Слова старца начали цитировать в сборниках, внесли в государственную летопись – Степенную книгу, использовали в Уложенной грамоте об учреждении русского патриаршества. Московские книжники стали подчеркивать, что русская церковь знатностью происхождения не уступает греческой, что христианство появилось на Руси еще в I в. благодаря проповедническим усилиям посетившего русские земли апостола Андрея [3]. Тогда же в XV в. распространилась точка зрения, согласно которой русское царство берет начало со времен древнерусского государства, когда киевский князь Владимир Мономах получил из Константинополя от своего деда царя Константина Мономаха знаки царского достоинства (диадему, венец, крест животворящего древа) и был венчан ими на престол российского царства. Для большей убедительности выдвинутой версии о политической преемственности между Киевской Русью и Московским государством книжники сочинили легенду, будто

род царя всея Руси идет от римской императорской фамилии. Из этой легенды вытекало, что Рюрик (согласно летописи Нестора, варяг, родоначальник древнерусских князей) был далеким потомком Пруса – придуманного брата римского императора Августа, который поручил Прусу править областью, прозванной по его имени Пруссией.

Так под прикрытием старины новое было связано с древней историей. Именно московские книжники заронили мысль о том, что московские князья получили государственную власть от своих киевских предков. Киевское княжение изображалось ими наподобие Московской монархии. Период же раздробленности объяснялся политическими ошибками великих князей, допустивших удельное княжение, т. е. пошедших на раздел земель между младшими князьями. Выстраивалась вполне связная теория изначального становления русского национального государства, которое лишь в силу исторических превратностей, субъективных ошибок подверглось раздроблению и упадку.

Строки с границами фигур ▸
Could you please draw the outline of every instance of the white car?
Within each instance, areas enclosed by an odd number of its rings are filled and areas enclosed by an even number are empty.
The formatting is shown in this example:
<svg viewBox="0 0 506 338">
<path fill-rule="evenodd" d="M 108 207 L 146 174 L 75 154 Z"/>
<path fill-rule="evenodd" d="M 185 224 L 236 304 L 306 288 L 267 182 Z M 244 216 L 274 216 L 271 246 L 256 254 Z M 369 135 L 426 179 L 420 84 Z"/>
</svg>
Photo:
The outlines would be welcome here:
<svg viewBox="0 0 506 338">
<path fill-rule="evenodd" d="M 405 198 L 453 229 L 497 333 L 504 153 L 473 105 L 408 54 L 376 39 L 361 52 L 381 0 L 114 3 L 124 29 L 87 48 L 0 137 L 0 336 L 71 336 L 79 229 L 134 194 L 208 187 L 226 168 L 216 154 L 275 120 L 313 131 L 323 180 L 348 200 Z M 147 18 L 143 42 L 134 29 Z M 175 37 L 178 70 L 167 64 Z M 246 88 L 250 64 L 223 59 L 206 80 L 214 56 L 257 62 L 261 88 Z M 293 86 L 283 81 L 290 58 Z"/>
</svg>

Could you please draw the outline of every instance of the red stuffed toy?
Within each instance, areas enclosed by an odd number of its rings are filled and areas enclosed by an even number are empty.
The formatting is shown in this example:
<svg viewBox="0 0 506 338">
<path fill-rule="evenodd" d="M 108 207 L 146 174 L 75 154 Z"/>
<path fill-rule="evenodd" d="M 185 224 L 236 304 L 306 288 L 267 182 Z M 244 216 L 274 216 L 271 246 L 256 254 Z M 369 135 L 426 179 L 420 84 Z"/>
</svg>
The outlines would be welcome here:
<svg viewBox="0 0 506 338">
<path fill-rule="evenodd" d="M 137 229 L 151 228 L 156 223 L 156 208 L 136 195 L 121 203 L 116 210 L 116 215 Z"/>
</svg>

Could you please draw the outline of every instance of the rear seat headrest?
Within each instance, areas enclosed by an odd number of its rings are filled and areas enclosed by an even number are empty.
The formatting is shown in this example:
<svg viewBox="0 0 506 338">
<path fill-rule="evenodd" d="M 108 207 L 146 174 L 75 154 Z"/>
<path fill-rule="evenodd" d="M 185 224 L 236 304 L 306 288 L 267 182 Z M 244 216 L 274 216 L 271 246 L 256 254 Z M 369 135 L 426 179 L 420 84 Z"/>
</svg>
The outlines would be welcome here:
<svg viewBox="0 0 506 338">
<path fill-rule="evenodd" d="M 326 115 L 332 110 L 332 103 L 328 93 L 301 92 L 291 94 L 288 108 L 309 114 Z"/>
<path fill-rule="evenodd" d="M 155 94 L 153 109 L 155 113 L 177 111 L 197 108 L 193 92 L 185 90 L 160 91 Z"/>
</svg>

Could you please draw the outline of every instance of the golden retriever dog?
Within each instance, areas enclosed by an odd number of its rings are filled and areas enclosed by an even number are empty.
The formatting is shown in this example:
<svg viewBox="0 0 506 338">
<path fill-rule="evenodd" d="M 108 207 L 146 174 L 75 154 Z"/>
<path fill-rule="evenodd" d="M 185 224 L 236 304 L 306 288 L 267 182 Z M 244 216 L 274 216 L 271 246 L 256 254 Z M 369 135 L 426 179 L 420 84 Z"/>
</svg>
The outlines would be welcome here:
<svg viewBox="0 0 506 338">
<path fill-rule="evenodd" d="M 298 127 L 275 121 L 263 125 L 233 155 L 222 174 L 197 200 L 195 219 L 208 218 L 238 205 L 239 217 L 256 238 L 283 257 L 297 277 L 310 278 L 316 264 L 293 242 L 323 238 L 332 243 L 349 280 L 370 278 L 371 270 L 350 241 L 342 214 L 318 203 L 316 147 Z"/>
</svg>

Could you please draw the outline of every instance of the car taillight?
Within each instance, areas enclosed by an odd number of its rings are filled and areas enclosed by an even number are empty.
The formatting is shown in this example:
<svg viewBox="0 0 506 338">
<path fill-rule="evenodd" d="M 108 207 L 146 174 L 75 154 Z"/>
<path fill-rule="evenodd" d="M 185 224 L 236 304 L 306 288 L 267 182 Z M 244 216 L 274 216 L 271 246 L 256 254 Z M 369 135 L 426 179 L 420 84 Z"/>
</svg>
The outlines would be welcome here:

ЦЕЛЬ ЗАДАНИЯ ▸ Как будет выглядеть фрагмент текста о московских книжниках от места, где стоят слова «Так под прикрытием», до слов «раздроблению и упадку.» включительно, если заменить в нём «удельное княжение» на «дробление власти»?

РЕЗУЛЬТАТ ▸
Так под прикрытием старины новое было связано с древней историей. Именно московские книжники заронили мысль о том, что московские князья получили государственную власть от своих киевских предков. Киевское княжение изображалось ими наподобие Московской монархии. Период же раздробленности объяснялся политическими ошибками великих князей, допустивших дробление власти, т. е. пошедших на раздел земель между младшими князьями. Выстраивалась вполне связная теория изначального становления русского национального государства, которое лишь в силу исторических превратностей, субъективных ошибок подверглось раздроблению и упадку.